INSTRUCTIONS TO FOLLOW
From the line containing "Locate every red" down to the last line of the listing, quote everything word for word, and nothing else, keeping pictures out.

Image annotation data

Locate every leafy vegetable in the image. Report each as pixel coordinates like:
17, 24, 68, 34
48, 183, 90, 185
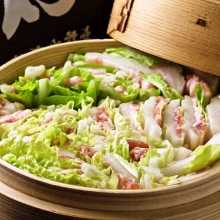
105, 47, 159, 66
145, 73, 182, 99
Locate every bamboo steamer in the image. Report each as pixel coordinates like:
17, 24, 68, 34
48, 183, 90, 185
0, 40, 220, 220
108, 0, 220, 75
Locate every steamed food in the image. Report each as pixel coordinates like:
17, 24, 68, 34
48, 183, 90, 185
0, 48, 220, 189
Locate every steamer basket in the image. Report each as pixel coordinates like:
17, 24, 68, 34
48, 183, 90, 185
0, 40, 220, 220
108, 0, 220, 75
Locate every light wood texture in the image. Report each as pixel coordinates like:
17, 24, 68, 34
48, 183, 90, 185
108, 0, 220, 75
0, 40, 220, 220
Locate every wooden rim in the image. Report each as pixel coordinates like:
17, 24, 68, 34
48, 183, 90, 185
0, 40, 220, 211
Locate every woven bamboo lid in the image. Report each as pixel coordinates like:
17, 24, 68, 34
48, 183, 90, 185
108, 0, 220, 75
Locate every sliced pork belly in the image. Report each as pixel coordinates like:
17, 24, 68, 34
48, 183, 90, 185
182, 96, 208, 149
207, 97, 220, 135
143, 97, 167, 144
151, 63, 185, 94
85, 52, 185, 93
185, 74, 213, 102
119, 102, 141, 130
192, 69, 220, 96
163, 99, 185, 147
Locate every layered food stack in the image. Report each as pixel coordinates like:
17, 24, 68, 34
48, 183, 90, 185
0, 47, 220, 189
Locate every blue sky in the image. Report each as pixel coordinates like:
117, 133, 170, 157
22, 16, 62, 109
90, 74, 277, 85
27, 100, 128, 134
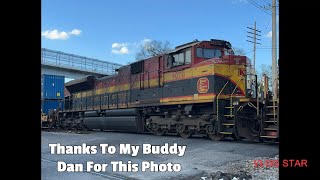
41, 0, 279, 67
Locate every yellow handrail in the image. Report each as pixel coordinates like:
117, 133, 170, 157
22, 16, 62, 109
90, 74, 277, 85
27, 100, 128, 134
217, 81, 229, 121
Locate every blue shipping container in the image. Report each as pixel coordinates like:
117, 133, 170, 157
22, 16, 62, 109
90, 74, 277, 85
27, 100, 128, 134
41, 74, 64, 99
41, 99, 64, 115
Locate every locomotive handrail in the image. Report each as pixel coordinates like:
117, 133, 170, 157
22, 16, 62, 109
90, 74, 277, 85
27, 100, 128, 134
216, 81, 229, 122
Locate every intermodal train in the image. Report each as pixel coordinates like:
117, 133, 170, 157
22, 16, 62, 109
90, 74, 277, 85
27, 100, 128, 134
47, 39, 279, 141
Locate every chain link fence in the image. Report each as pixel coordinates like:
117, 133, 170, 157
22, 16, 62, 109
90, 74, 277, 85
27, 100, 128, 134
41, 48, 122, 75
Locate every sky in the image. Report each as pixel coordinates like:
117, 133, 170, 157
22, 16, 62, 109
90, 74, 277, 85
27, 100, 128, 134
41, 0, 279, 68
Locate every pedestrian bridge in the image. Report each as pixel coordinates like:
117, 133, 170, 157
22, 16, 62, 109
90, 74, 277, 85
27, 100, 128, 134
41, 48, 122, 79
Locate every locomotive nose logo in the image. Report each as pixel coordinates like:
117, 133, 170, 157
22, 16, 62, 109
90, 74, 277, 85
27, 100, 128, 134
197, 78, 209, 93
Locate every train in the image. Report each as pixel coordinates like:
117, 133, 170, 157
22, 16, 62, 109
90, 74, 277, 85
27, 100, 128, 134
45, 39, 279, 142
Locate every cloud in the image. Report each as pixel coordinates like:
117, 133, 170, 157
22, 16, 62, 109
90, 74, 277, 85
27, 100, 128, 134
70, 29, 81, 36
41, 29, 81, 40
231, 0, 248, 4
266, 31, 272, 38
111, 38, 152, 54
111, 43, 129, 54
112, 43, 128, 49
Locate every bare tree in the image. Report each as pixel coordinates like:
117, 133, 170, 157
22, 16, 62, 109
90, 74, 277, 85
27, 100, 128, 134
232, 47, 246, 56
136, 40, 171, 61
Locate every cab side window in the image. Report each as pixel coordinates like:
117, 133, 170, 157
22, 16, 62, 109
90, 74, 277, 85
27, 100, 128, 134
167, 49, 191, 67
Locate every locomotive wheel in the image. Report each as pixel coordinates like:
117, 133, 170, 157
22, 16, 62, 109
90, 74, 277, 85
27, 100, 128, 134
208, 133, 224, 141
154, 128, 165, 136
179, 131, 192, 138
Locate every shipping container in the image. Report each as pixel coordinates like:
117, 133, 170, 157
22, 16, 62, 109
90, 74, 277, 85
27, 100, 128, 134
41, 99, 64, 115
64, 87, 70, 97
41, 74, 64, 99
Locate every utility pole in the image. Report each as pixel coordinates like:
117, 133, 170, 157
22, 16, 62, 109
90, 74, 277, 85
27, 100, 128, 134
272, 0, 278, 100
247, 21, 261, 74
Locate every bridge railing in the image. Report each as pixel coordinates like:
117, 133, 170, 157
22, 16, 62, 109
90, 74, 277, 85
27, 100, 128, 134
41, 48, 122, 75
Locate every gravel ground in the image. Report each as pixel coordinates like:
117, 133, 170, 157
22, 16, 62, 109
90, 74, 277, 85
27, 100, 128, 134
183, 155, 279, 180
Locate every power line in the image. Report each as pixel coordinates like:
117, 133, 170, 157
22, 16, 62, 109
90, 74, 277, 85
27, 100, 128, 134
263, 0, 271, 5
247, 0, 271, 16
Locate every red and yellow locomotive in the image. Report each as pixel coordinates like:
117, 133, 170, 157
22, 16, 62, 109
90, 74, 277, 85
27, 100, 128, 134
56, 39, 278, 140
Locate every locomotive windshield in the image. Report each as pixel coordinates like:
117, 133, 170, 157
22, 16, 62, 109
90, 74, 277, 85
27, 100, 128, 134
197, 48, 222, 59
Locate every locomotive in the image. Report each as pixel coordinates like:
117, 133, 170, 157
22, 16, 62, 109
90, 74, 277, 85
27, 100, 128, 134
52, 39, 278, 141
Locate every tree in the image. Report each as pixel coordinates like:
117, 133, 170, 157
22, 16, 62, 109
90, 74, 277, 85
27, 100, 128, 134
136, 40, 171, 61
232, 47, 246, 56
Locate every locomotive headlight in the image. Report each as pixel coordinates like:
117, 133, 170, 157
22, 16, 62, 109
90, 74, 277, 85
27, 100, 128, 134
232, 101, 239, 106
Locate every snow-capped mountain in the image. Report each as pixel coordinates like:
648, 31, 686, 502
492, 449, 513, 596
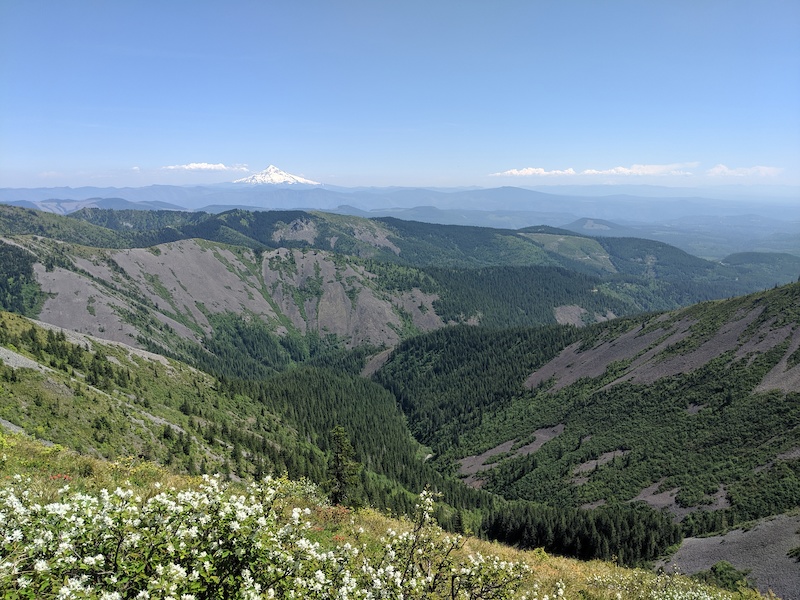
233, 165, 322, 185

OUTPUT OF THE EXERCISE
Locate every red and yellow locomotive in the image. Report each as pixel coordinates like:
117, 133, 170, 157
22, 16, 62, 109
90, 74, 277, 85
27, 100, 128, 134
56, 39, 278, 140
Locate every locomotive windshield in the image. Report each as pixel coordinates like:
117, 133, 170, 157
22, 16, 62, 109
90, 74, 277, 85
27, 100, 128, 134
197, 48, 222, 59
Locate every locomotive in the image. Report each as pixel coordinates like:
117, 133, 170, 157
22, 16, 62, 109
90, 74, 277, 85
27, 100, 128, 134
52, 39, 278, 141
Locate every tree in the image. Report each as pixel coordinates like:
117, 133, 170, 157
22, 16, 62, 109
90, 74, 277, 85
27, 100, 128, 134
136, 40, 171, 61
232, 47, 246, 56
Locate every locomotive headlight in the image. Report each as pixel coordinates like:
117, 133, 170, 157
22, 16, 62, 109
90, 74, 277, 85
27, 100, 128, 134
232, 101, 239, 106
Locate every snow-capped mountain in the image. Report each as pixel coordinates like:
648, 31, 686, 502
492, 449, 513, 596
233, 165, 322, 185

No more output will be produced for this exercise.